_Problem description_:
Please copy the ConceiveIVF interview from "HS: What got" up to and including "services to patients.", swapping "infertility" for "childlessness".

Here, I met Dr Prakash Amte and his wife who had taken healthcare to the remotest and poorest areas of the forest. I experienced the real joy of providing healthcare to those villagers. I have delivered babies in primary health centres with almost no facilities and equipment; even before I went for my post-graduation I had delivered more than 5,000 babies.
After practising in Mumbai, my husband and I moved to Muscat, Oman, where I served as obstetrician and gynaecologist for 15 years. I sharpened my skills, upgraded my knowledge, and did a laparoscopic surgery Fellowship in Minimal Access Surgery (FMAS) from World Laparoscopy Hospital.
I trained in reproductive medicine and endocrinology from Charles’s University of Czech Republic, and got a master’s in reproductive medicine and IVF from Homerton University NHS in London (UK).
I am happy that I have more than 7,000 satisfied and happy patients worldwide from more than twenty nationalities.
Dr Madhuri Roy says her early taught her about compassion and set her on a path to serve people. .
HS: What got you to start up in the IVF space and launch ConceiveIVF?
MR: ConceiveIVF started in Pune India as a result of my internal calling and the amalgamation of all the high standard European healthcare facilities that I had the opportunity to work for.
I have personally seen infertility multiplied with issues of affordability, causing depression and breaking families. I felt why not provide the best facility and technology to people. Conceive IVF aims for a holistic approach, and offers evidence-based genuine and transparent services to patients.
The cost of IVF centre goes into crores, varying according to the cycles, city, and other criteria . Our treatment is affordable, and we provide one free IVF cycle per month to families from economically weaker sections.
However, building the facility in India while working as a doctor in Oman was a logistical challenge. We travelled every two weeks to Pune for a year to manage the project and ensure work was being done as per the prescribed standards.
I played multiple roles - interior designer, engineer, accountant, director, entrepreneur, coordinator, brand expert, and more. In this whole journey, I got tremendous help from government authorities in establishing this facility. And whatever money we earned abroad, we invested back into this.
HS: How did the pandemic impact the segment?

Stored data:
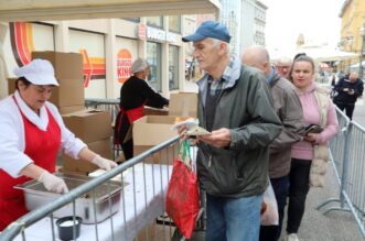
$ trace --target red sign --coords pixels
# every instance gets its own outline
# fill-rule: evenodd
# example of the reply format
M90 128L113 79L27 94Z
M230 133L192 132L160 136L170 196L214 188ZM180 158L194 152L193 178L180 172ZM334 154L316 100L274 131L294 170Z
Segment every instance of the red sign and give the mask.
M140 23L139 24L139 29L138 29L138 37L140 40L146 40L146 24L144 23Z
M130 76L130 67L132 65L132 55L126 48L118 52L117 56L117 69L118 69L118 81L125 83Z

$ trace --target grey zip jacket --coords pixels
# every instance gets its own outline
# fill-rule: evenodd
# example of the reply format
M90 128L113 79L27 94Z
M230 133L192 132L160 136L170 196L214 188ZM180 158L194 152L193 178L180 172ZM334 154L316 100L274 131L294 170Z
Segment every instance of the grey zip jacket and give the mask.
M230 78L216 106L213 129L229 129L230 144L217 149L198 143L197 176L216 197L261 195L268 186L269 144L282 130L264 74L234 59ZM207 76L197 83L200 124L206 128Z

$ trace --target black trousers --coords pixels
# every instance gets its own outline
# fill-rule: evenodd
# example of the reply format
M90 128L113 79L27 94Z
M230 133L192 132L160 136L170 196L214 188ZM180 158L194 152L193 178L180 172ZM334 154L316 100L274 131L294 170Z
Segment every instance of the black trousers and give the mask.
M355 103L339 103L335 102L335 105L339 107L340 110L345 110L346 116L348 117L350 120L353 119L353 113L354 113L354 109L355 109Z
M133 157L133 139L130 139L128 142L121 144L122 153L126 160Z
M287 206L287 198L289 193L289 177L282 176L278 178L270 178L271 186L275 193L275 198L278 204L279 226L261 226L260 241L278 241L281 234L282 219L285 208Z
M298 233L304 215L305 199L309 191L309 172L311 163L311 160L291 160L287 222L288 233Z

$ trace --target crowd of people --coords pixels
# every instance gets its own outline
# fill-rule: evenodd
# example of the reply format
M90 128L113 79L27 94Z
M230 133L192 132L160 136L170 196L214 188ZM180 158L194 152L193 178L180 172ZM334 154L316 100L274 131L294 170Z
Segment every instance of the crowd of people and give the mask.
M211 133L196 136L196 162L206 193L206 240L277 241L282 235L299 240L310 187L324 186L326 144L339 131L335 105L352 119L363 81L356 73L341 78L334 84L332 101L315 83L310 56L285 57L273 66L269 52L253 45L238 58L229 54L227 28L215 21L203 22L182 41L192 42L193 57L205 72L197 81L197 118ZM133 156L128 129L143 114L143 107L169 105L146 81L144 59L138 58L131 73L120 89L115 129L126 158ZM49 62L34 59L15 74L17 91L0 102L0 231L26 213L23 194L14 185L34 178L49 190L67 193L65 183L53 174L60 147L101 168L116 166L75 138L47 102L58 85ZM309 128L313 125L318 128ZM182 138L185 130L179 129ZM37 144L44 140L47 145ZM279 219L278 224L261 226L262 197L269 185ZM286 233L281 233L285 210Z
M299 240L307 195L324 186L328 142L339 131L335 106L315 83L314 61L302 53L272 66L258 45L238 59L229 54L227 28L214 21L182 40L193 42L193 57L205 72L197 81L198 121L211 134L197 136L196 162L206 191L206 240ZM342 87L361 95L350 89ZM185 131L180 128L182 138ZM279 220L260 226L268 185Z

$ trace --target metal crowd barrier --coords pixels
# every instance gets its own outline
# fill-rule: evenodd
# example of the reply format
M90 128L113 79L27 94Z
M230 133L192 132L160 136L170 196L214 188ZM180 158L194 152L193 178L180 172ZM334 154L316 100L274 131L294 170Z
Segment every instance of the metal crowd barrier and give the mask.
M114 177L120 177L120 184L122 184L120 185L119 211L112 215L111 195L108 193L108 205L104 208L110 217L98 223L95 221L92 224L82 224L80 235L77 240L184 240L178 232L174 232L173 222L164 212L164 197L178 152L178 141L179 136L161 143L116 168L71 189L69 193L60 195L55 200L8 226L0 234L0 240L58 240L55 226L56 211L71 205L73 210L71 215L78 216L76 205L79 202L76 199L92 194L96 187L103 184L107 184L109 189L110 179ZM192 155L196 155L195 149ZM89 216L94 216L94 220L97 220L96 216L99 210L96 210L95 198L93 198L93 204Z
M330 160L340 185L339 198L330 198L320 204L323 213L350 211L365 238L365 129L336 108L340 133L330 141Z

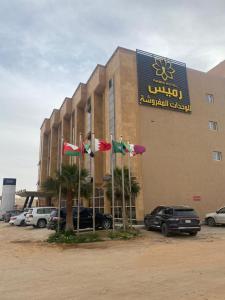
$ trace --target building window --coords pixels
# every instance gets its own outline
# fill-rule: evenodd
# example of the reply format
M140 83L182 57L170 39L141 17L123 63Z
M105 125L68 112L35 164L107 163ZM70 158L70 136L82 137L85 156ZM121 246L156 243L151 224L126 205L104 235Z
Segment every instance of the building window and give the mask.
M213 160L222 160L222 152L213 151Z
M113 80L109 79L109 89L111 89L112 86L113 86Z
M215 121L209 121L208 123L209 130L218 130L218 124Z
M214 98L212 94L207 94L206 95L206 100L208 103L214 103Z

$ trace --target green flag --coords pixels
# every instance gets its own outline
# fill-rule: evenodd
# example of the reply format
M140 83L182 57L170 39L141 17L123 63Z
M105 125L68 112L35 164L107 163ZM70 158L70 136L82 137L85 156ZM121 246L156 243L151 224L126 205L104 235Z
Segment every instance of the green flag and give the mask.
M123 155L126 154L126 146L123 142L112 141L112 146L114 153L122 153Z

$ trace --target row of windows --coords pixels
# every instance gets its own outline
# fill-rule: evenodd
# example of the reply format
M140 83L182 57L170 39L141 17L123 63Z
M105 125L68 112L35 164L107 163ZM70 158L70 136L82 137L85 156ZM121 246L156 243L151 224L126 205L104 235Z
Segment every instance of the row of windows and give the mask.
M213 151L212 152L212 159L213 160L222 160L222 152L220 152L220 151Z

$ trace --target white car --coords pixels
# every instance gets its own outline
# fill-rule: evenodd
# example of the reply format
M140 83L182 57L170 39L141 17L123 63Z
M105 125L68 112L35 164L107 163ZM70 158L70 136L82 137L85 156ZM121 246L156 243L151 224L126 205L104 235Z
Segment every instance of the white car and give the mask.
M31 210L28 210L25 217L26 225L45 228L51 212L55 209L55 207L33 207Z
M225 207L220 208L214 213L207 214L205 216L205 223L209 226L225 224Z
M32 210L32 208L30 208L29 210ZM28 212L28 210L26 209L21 214L11 217L9 224L16 225L16 226L25 226L26 225L25 217L26 217L27 212Z

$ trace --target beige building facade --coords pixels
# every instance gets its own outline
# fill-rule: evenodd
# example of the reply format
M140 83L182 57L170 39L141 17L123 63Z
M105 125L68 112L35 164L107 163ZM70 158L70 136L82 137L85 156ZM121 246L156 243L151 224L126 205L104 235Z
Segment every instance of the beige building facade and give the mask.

_Written response_:
HS: What got you to start up in the IVF space and launch ConceiveIVF?
MR: ConceiveIVF started in Pune India as a result of my internal calling and the amalgamation of all the high standard European healthcare facilities that I had the opportunity to work for.
I have personally seen childlessness multiplied with issues of affordability, causing depression and breaking families. I felt why not provide the best facility and technology to people. Conceive IVF aims for a holistic approach, and offers evidence-based genuine and transparent services to patients.